Brief: Locate each line of the material that contains the word "positive" and copy those lines out in full, in the order they occur.

Material for this task below:

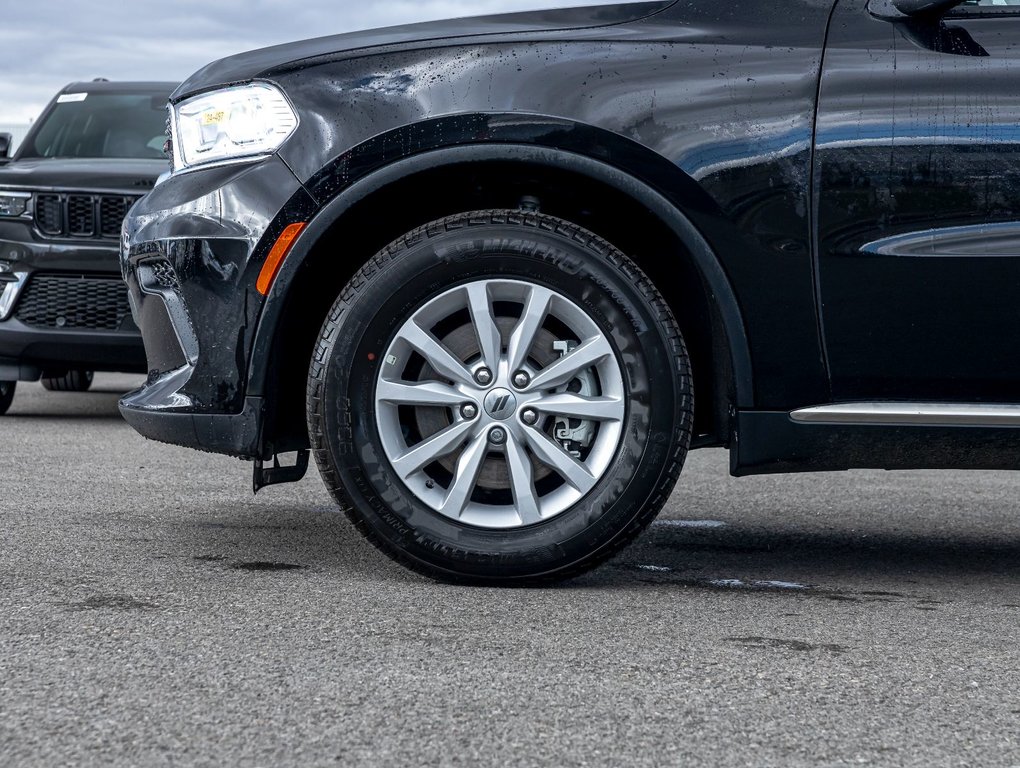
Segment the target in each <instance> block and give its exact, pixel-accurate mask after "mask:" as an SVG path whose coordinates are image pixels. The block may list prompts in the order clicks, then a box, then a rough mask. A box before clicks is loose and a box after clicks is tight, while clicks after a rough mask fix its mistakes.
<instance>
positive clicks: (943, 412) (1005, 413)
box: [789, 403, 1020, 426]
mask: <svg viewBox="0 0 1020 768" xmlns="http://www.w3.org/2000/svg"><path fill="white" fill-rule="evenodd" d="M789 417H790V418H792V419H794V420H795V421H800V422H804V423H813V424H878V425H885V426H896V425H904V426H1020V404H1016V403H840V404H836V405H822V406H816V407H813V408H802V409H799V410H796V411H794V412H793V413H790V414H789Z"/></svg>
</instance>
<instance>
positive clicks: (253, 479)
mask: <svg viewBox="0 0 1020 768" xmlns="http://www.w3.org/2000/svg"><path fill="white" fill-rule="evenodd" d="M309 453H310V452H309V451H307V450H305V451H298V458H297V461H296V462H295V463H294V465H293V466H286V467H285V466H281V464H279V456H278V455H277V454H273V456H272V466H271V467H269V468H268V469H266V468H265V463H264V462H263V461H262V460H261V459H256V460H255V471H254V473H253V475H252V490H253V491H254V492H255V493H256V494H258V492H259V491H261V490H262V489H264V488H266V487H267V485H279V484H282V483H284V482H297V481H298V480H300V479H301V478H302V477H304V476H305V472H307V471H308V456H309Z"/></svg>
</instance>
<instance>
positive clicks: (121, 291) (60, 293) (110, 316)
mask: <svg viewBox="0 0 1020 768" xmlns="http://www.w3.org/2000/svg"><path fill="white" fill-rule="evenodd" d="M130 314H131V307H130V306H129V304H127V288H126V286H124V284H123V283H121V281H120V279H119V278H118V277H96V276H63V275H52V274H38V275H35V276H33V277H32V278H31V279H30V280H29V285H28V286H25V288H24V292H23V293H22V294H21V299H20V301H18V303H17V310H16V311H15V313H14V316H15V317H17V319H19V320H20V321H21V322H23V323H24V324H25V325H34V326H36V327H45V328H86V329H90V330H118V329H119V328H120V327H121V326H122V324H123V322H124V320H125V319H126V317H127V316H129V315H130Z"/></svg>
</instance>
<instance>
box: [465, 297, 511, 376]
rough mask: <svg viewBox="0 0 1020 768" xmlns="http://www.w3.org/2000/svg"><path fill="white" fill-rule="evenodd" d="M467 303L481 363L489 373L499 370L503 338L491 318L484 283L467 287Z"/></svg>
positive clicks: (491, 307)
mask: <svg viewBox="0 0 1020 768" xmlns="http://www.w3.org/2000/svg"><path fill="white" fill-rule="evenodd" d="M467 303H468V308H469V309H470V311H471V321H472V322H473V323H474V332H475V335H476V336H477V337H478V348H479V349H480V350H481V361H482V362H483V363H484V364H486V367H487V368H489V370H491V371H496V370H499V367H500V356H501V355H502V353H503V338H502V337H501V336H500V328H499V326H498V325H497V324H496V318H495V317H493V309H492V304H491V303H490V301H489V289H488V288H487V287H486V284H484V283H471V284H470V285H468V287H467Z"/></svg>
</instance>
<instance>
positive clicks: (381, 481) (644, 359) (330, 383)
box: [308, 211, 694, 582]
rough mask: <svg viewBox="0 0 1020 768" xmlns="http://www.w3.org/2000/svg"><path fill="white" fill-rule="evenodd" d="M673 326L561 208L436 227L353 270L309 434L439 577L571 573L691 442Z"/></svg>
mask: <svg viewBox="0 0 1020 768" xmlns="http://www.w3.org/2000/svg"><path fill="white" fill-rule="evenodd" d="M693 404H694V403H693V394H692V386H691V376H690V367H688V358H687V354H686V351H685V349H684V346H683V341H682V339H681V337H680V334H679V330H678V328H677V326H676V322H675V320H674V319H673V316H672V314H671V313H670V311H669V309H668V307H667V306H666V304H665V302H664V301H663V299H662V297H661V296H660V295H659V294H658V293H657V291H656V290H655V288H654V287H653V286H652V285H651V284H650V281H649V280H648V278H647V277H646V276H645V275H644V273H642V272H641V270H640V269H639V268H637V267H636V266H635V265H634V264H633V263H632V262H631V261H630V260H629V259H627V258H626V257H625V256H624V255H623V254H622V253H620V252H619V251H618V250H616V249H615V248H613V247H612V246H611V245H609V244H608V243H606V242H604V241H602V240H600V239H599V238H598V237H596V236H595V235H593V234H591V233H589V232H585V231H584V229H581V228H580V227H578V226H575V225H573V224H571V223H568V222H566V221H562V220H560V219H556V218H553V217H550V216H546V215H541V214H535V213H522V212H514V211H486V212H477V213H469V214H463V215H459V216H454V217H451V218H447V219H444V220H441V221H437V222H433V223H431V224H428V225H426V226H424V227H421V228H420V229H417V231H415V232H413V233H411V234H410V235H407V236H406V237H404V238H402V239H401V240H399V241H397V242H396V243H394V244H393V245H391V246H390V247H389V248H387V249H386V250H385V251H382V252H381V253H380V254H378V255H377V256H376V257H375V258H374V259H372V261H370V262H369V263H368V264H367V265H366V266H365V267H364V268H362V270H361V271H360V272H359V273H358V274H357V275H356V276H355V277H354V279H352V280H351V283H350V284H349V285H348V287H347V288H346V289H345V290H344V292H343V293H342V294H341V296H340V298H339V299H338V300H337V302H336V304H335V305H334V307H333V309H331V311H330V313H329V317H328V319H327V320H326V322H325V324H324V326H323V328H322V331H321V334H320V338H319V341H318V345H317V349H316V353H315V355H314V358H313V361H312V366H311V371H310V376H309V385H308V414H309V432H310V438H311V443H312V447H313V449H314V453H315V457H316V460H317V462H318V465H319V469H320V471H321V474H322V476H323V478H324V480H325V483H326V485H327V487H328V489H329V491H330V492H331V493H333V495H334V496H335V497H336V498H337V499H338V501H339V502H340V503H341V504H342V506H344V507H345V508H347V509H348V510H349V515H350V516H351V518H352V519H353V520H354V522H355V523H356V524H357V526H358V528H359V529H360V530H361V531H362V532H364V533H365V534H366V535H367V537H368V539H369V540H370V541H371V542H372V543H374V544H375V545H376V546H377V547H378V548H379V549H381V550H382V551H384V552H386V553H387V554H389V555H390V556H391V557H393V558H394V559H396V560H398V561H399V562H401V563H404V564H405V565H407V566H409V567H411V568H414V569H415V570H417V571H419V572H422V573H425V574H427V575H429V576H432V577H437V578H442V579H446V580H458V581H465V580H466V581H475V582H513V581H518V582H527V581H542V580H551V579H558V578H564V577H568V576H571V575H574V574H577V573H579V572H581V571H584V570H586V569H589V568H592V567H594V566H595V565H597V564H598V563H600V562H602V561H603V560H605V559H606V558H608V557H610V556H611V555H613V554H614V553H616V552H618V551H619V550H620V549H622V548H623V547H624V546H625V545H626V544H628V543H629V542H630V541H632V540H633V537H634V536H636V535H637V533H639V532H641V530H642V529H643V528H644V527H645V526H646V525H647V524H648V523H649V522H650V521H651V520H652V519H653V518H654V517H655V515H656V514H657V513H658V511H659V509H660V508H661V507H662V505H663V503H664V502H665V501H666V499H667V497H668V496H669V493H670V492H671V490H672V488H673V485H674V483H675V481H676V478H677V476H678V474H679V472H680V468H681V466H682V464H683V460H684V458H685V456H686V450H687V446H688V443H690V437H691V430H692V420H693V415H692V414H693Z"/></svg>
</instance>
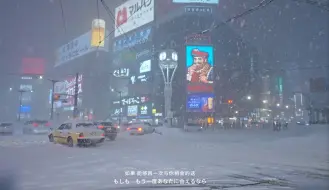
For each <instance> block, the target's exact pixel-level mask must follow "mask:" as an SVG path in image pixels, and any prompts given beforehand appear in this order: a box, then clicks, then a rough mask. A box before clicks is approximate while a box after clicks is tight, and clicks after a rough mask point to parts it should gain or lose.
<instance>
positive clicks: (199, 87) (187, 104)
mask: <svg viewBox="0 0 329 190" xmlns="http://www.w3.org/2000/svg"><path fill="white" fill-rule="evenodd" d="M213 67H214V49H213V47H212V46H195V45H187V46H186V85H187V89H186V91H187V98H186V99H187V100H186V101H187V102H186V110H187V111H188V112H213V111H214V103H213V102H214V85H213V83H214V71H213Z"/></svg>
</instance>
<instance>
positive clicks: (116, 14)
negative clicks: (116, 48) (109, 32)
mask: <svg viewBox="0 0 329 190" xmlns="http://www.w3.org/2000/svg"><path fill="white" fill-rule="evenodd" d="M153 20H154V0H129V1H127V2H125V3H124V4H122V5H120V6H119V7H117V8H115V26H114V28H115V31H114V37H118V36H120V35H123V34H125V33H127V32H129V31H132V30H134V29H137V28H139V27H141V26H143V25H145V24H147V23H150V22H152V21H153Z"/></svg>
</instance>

End of Material for this task.

Answer box:
positive clicks: (943, 412) (1005, 413)
positive clicks: (253, 479)
positive clicks: (121, 291) (60, 293) (110, 316)
positive clicks: (491, 307)
positive clicks: (381, 481) (644, 359) (330, 383)
positive clicks: (199, 87) (187, 104)
positive clicks: (116, 14)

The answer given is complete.